TEXT EXCERPT section start

The Chadburn
Such is the market saturation or pre-eminence of a company’s product that its brand often becomes a portmanteau word to describe the device irrespective of its actual manufacturer. The description of a vacuum cleaner as a Hoover is a case in point and another example is a ship’s Engine Order Telegraph (EOT), often referred to as a Chadburn.
The EOT was the brainwave of an engineer, medical doctor and serial inventor, Charles Page, in the 1850s. It was a device that facilitated communication between the bridge of a ship and the engine room, comprising of a dial of various “ahead” and “astern” commands with a lever atop a pedestal made of a metal or alloy, usually brass. There would be one in the bridge and another in the engine room.
A black arrow at the centre of the dial shows what the other sration’s telegraph handle is set at. When the pilot calls an order, the black arrow on the EOT in the engine room moves to that position and a bell rings to signify that an order has been given. The crew in the engine room respond to the command by moving their handle to match the arrow which, in turn, causes the arrow on the bridge to match the handle’s position, thereby acknowledging the command.
Chadburn Brothers of Liverpool were producers of optics, marine instruments, and scientific gauges, even describing themselves as “opticians etc to HRH Prince Albert”. In 1870 William Chadburn submitted an application for a patent on a communication device to be used as a means of transferring navigational signals from the bridge to the engine room.
By 1875, Chadburn & Son were producing their brass EOTs. With a range of commands such as Full Ahead, Half Ahead, Slow Ahead, Dead Slow Ahead ,Stop, Dead slow astern, Slow Astern, Half Astern and Full Astern on a dial, it was operated by moving the lever in the required direction, which rang the telegraph bell in both the bridge and the engine room.
As luck would have it William lived two doors away from Thomas Ismay, founder of the prestigious White Star Line. Their friendship developed into a business relationship and soon Chadburn was producing instruments for the line including the EOTs and steam whistles on the ill-fated RMS Titanic. Chadburn advertised themselves as manufacturers of telegraphs used in vessels of various navies and mercantile marines with over 3,000 using a Chadburn & Son telegraph by 1884.
Nowadays, on most modern vessels with direct combustion engines or electric propulsors, the main control handle on the bridge acts as a direct throttle with no intervening engine room personnel.
As for Page, in a groundbreaking experiment he demonstrated the presence of electricity in an arrangement of a spiral conductor, advocating its use for medical treatment, an early form of electrotherapy. By heightening the electrical tension or voltage, he produced what he called the Dynamic Multiplier.
Page’s experiments led to the invention of the induction coil, an important step in the development of the telephone, and he invented many other electromagnetic devices. He went on to contribute to the adoption of suspended wires using a ground return, designed a signal receiver magnet and tested a magneto as a source of substitute for the battery and even invented an electromagnetic locomotive.
The plaudits for the EOT, though, went to the Chadburns.

TEXT EXCERPT section end

** AIM OF THE EXERCISE **
Please update the Chadburn text between "By 1875, Chadburn" and "and the engine room.", inclusive, and give that part again with "brass" replaced by "bronze". The material that comes next is separate from the Chadburn text.

SOURCE INFORMATION section start

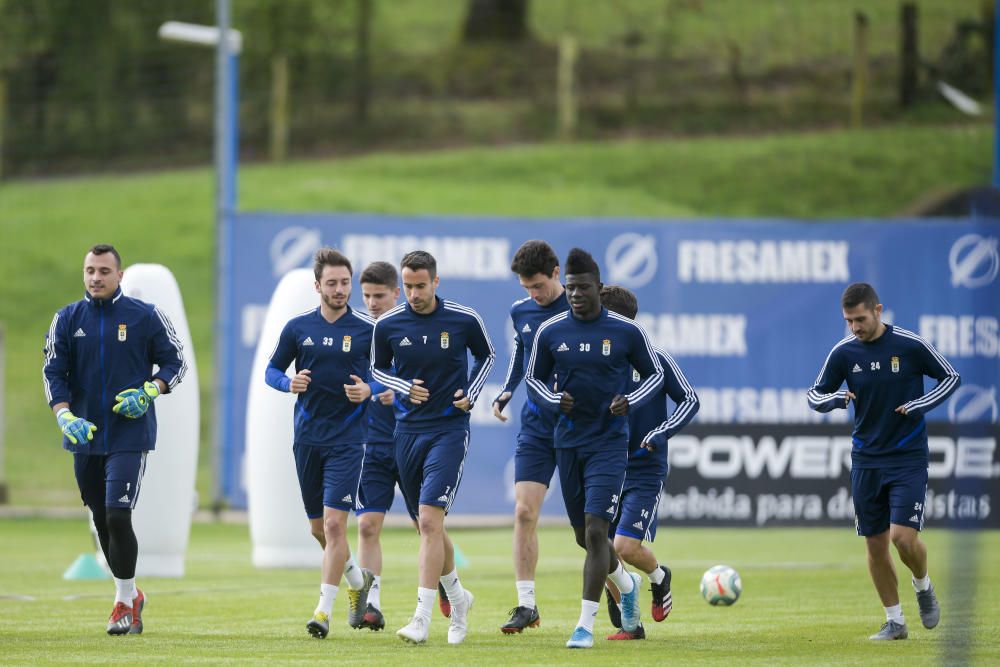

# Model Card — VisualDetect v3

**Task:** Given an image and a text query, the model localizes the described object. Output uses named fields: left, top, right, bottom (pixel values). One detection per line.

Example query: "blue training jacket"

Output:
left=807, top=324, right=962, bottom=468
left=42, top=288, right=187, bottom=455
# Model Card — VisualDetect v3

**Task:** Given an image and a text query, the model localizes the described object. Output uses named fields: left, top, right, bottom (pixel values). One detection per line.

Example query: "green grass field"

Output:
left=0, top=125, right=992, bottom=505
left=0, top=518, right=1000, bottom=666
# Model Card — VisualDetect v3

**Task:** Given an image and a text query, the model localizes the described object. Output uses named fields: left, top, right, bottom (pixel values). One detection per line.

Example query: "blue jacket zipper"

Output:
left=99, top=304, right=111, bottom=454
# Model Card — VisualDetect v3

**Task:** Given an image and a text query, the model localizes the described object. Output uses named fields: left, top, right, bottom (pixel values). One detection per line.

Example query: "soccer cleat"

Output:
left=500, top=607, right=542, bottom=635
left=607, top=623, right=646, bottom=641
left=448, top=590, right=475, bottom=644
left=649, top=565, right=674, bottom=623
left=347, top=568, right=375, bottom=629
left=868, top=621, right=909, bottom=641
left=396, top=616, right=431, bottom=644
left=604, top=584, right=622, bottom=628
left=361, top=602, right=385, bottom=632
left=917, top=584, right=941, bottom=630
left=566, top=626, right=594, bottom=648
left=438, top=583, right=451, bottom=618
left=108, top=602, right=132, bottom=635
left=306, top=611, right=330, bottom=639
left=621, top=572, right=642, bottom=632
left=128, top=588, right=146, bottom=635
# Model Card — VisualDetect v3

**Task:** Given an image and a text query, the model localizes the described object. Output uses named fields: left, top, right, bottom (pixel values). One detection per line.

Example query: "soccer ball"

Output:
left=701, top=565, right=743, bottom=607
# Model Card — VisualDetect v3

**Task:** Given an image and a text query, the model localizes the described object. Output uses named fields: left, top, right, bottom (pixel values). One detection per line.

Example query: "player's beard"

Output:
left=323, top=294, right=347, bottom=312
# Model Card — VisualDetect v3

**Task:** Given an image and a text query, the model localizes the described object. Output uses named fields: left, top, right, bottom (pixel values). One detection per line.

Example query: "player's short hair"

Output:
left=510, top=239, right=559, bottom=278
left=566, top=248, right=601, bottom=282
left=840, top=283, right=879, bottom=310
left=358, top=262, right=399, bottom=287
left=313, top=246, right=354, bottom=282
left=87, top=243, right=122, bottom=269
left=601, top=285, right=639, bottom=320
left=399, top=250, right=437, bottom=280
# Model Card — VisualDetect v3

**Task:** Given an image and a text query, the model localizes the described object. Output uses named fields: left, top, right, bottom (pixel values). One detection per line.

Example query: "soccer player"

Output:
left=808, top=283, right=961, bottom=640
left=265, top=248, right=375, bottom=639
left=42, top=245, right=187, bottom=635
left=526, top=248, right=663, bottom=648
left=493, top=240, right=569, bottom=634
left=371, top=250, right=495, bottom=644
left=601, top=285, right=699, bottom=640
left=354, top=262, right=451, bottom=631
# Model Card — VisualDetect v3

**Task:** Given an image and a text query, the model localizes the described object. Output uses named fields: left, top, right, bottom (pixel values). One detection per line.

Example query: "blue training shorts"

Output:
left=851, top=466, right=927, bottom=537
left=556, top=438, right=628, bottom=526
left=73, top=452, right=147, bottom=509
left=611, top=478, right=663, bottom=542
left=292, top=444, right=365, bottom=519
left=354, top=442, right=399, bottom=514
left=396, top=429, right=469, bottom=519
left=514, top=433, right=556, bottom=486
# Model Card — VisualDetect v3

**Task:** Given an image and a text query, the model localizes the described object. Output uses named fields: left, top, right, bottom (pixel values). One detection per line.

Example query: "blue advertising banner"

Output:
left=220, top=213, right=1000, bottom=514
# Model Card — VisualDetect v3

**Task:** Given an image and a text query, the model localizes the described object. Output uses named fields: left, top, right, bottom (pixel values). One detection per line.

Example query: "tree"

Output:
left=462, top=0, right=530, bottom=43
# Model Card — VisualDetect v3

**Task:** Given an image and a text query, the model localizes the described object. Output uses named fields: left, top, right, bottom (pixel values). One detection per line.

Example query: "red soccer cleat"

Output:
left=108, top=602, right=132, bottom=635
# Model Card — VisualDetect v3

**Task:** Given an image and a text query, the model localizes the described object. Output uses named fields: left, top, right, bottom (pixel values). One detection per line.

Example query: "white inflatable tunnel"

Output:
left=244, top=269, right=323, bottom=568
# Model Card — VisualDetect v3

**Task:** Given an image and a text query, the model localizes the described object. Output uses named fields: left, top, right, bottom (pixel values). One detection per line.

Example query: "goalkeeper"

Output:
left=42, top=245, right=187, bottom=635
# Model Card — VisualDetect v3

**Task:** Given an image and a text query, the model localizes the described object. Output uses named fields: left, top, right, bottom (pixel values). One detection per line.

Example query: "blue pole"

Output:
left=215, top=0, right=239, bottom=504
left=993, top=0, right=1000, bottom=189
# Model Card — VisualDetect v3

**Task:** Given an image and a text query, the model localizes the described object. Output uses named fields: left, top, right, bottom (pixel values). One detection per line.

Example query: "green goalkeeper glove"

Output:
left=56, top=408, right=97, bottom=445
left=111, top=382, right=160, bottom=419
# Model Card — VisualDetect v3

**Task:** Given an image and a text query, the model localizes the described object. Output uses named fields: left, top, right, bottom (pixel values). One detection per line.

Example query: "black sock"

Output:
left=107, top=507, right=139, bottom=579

SOURCE INFORMATION section end

** ANSWER BOX **
By 1875, Chadburn & Son were producing their bronze EOTs. With a range of commands such as Full Ahead, Half Ahead, Slow Ahead, Dead Slow Ahead ,Stop, Dead slow astern, Slow Astern, Half Astern and Full Astern on a dial, it was operated by moving the lever in the required direction, which rang the telegraph bell in both the bridge and the engine room.